## [Extract to read]
>> BEGIN
A. Leave to File a Motion for Reconsideration
Although the government's motion is stylized as a motion for reconsideration, see Mot., the Court construes the motion as also seeking leave to file a motion for reconsideration. As noted above, to seek reconsideration of an interlocutory order, the government ordinarily must obtain leave on one of the grounds described in Civil Local Rule 7-9(b). Feathers, 2017 WL 783947, at *1. Civil Local Rule 7-9(b) allows for reconsideration of an interlocutory order only where the moving party shows:
(1) That at the time of the motion for leave, a material difference in fact or law exists from that which was presented to the Court before entry of the interlocutory order for which reconsideration is sought. The party also must show that in the exercise of reasonable diligence the party applying for reconsideration did not know such fact or law at the time of the interlocutory order; orCiv. L. R. 7-9(b).
(2) The emergence of new material facts or a change of law occurring after the time of such order; or
(3) A manifest failure by the Court to consider material facts or dispositive legal arguments which were presented to the Court before such interlocutory order.
>> END
## [Material shown]
>> BEGIN
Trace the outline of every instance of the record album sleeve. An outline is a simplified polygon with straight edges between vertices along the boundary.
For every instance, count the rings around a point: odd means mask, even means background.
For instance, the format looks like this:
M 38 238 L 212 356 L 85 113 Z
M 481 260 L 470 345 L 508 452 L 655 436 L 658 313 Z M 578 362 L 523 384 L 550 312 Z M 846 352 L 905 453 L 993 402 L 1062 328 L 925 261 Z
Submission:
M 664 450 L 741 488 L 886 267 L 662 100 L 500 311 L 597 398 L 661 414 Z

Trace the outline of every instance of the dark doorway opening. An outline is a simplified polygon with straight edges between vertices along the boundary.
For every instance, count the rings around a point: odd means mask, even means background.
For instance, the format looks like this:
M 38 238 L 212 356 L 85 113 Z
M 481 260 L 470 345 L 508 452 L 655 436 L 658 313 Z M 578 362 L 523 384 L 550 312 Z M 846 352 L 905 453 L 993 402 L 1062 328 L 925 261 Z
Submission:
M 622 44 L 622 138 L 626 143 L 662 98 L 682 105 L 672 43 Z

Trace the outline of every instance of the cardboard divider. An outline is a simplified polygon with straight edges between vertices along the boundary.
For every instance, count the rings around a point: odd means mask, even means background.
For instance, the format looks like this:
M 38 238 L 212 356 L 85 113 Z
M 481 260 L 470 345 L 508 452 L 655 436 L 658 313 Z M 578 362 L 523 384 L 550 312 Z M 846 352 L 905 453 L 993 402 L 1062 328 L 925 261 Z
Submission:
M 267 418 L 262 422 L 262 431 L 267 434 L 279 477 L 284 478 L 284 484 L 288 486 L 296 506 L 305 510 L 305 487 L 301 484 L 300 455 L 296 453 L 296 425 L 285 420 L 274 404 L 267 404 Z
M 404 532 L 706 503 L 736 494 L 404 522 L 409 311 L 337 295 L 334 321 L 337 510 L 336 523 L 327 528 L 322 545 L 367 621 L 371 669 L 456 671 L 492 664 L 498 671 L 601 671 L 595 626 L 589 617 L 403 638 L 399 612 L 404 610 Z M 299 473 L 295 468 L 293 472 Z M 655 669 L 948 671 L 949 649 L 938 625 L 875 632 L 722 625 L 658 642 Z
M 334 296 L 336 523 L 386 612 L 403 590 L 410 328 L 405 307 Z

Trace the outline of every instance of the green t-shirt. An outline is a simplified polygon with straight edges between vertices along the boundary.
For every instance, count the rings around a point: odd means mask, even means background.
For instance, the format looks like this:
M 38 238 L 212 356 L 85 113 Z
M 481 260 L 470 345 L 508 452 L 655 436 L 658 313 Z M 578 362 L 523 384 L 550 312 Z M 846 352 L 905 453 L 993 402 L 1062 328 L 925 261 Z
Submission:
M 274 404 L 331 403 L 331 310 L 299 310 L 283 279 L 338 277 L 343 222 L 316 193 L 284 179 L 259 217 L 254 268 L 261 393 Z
>> END
>> BEGIN
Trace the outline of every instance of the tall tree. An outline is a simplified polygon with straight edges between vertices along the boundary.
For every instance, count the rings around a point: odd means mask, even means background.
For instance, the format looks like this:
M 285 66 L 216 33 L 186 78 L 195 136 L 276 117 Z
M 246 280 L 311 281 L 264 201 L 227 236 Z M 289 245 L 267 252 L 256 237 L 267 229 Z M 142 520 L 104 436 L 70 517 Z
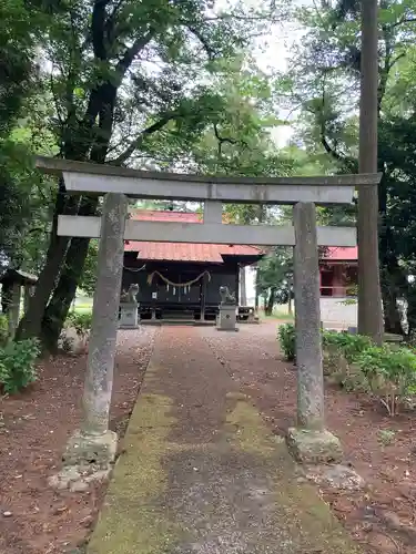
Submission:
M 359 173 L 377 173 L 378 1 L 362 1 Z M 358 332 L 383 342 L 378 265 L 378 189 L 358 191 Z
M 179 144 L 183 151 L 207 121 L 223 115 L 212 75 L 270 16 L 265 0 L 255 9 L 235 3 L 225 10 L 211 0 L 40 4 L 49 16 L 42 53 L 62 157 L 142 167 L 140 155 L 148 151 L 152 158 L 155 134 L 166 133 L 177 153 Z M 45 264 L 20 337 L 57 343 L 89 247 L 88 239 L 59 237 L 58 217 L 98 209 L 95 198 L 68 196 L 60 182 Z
>> END
## [Exercise requirements]
A) Write out the passage on leave to file a motion for reconsideration, starting at "(2) The emergence" and ending at "such interlocutory order.".
B) Continue the passage on leave to file a motion for reconsideration from the point after its last sentence.

## [Exercise results]
A)
(2) The emergence of new material facts or a change of law occurring after the time of such order; or
(3) A manifest failure by the Court to consider material facts or dispositive legal arguments which were presented to the Court before such interlocutory order.

B)
The government contends that the third subsection is satisfied in the instant case. Reply at 2. Specifically, the government argues that "it was a manifest failure by the Court to" focus on the odor of marijuana without "consider[ing] the totality of the circumstances justifying the officers' search of the backpack." Id. However, the government's argument is difficult to square with Civil Local Rule 7-9(b)(3) because that subsection requires that the unconsidered "material facts or dispositive legal arguments" were "presented to the Court before such interlocutory order." As the Court detailed above, the government's opposition to Cruz's motion to suppress confined the probable-cause analysis to Officer Calupad's detection of marijuana. See ECF No. 361 at 2, 8-9. That is why the Court's June 26, 2018 order stated that "the government's justification for the entire search is extremely narrow—namely, that Officer Calupad smelled the strong odor of marijuana emanating from the passenger compartment of Cruz's vehicle." ECF No. 388 at 9; see also id. at 11 ("[T]he government here restricts its case to Officer Calupad's detection of an odor emanating from the passenger compartment of Cruz's Camry.").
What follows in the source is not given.